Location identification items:
....

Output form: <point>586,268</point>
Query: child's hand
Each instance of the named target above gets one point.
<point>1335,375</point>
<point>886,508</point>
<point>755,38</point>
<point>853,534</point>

....

Problem requirements: Rewrite the data above as a two-column Markdown table headed Row and Line. Give each non-blank line its own numbered row and leave out the blank lines.

Finished task:
| Row | Line |
|---|---|
| 1 | Output form: <point>586,268</point> |
| 2 | Query: child's hand |
| 3 | Each instance of the named target above gets one point. |
| 4 | <point>1335,375</point> |
| 5 | <point>886,508</point> |
| 6 | <point>755,38</point> |
| 7 | <point>853,534</point> |